Aufgabe
Schreiben Sie die Fortsetzung des Textes über Klaus Kordon, beginnend nach seinem letzten Satz.

Quelle
3. Kurzinformationen zum Autor
Der Protagonist Manfred Lenz ist das Alter Ego Klaus Kordons, die Lebenswege sind nahezu identisch, und die zahlreichen autobiografischen Züge lassen die Geschichte noch authentischer und bedrückender erscheinen: Auch Kordon wuchs in der Nachkriegszeit alleine mit seiner Mutter im zerbombten Berlin auf. Nach deren Tod 1956 lebte er in verschiedenen Jugendheimen der DDR. Er holte das Abitur nach, studierte Volkswirtschaft und besuchte als Exportkaufmann zahlreiche Länder. Nach einjähriger politischer Haft gelangte er in die BRD. Heute lebt Kordon in Berlin und arbeitet seit 1980 ausschließlich als Schriftsteller. Zu seinem 60. Geburtstag wurde das Werkstattbuch Klaus Kordon von Barbara Gelberg herausgegeben, in dem sich zahlreiche weitere Informationen und Interviews mit dem Autor finden. Viele seiner Jugendbücher spielen in der neueren deutschen Geschichte, so z. B. Ein Trümmersommer, Die Zeit ist kaputt (eine Biografie Erich Kästners) und auch die Triologie der Wendepunkte, die das Schicksal einer Familie über drei Generationen (vom Ende des Ersten bis zum Ende des Zweiten Weltkrieges) verfolgt. Krokodil im Nacken wurde 2003 mit dem Preis der Jugendjury des Deutschen Jugendliteraturpreises ausgezeichnet.

Einträge des Datensatzes
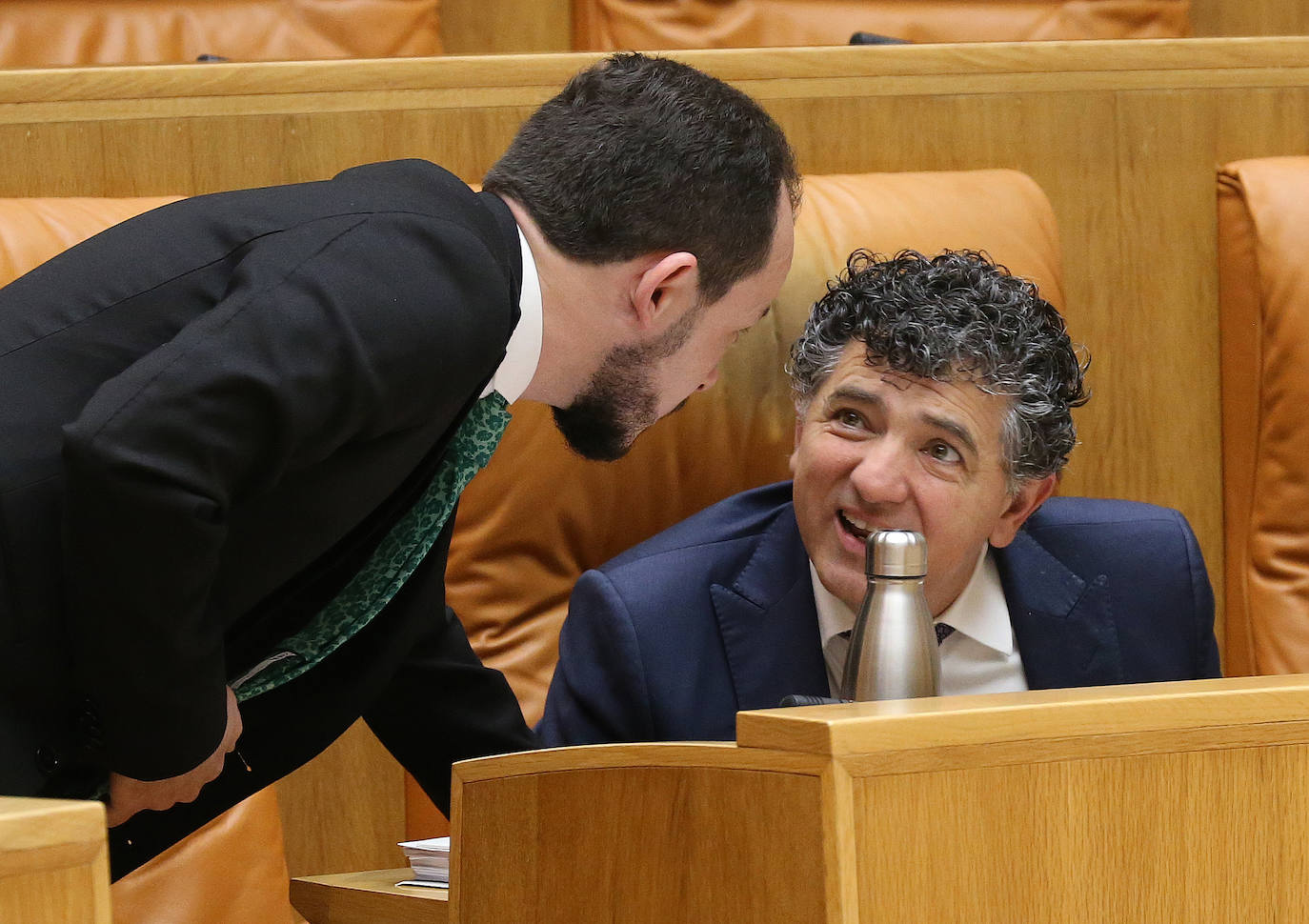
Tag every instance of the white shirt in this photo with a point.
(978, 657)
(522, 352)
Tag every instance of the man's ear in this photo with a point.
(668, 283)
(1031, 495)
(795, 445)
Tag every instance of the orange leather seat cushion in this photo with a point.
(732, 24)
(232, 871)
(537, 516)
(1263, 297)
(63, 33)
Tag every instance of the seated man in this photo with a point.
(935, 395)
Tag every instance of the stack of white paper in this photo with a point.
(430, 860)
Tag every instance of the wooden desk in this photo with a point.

Antwort zur Aufgabe
4. Allgemeine Einordnung
Der Roman vermittelt nicht nur zahlreiche historische Fakten über die DDR, sondern ermöglicht anhand eines Einzelschicksals auch einen Zugang zur Grausamkeit des Systems. So schildert Kordon die Beklemmung, die durch die ständige Kontrolle vom Staat ausging, und das grausame Verhalten des Vernehmers der Staatssicherheit, der Manfred Lenz immer wieder mit psychologischen Tricks aushorchen und beeinflussen will. Lenz weiß zwar um dessen Methoden und reflektiert sie auch, dennoch ist er nicht davor gefeit, ihnen zu erliegen. Was dem Leser hier vorgestellt wird, ist kein Drittes Reich, keine SS, aber der Roman macht deutlich, auf welch subtile, anders grausame Art der Vernehmer es schafft, Manfred Lenz immer wieder psychologisch anzugreifen. Allerdings verurteilt das Buch die Unterstützer des Systems nicht nur, durch die Überlegungen des Protagonisten bekommt der Leser sogar Verständnis für die Gegenseite und kann somit die Wirklichkeit der DDR besser verstehen. Auch die Isolation, der Manfred Lenz in der Zelle ausgesetzt ist, wird sehr deutlich: „Der Autor erzählt dies meisterhaft, (…) so drastisch und plastisch, dass sich beim Leser klaustrophobische Gefühle einstellen.“ (Der Tagesspiegel, 06. 10. 2002)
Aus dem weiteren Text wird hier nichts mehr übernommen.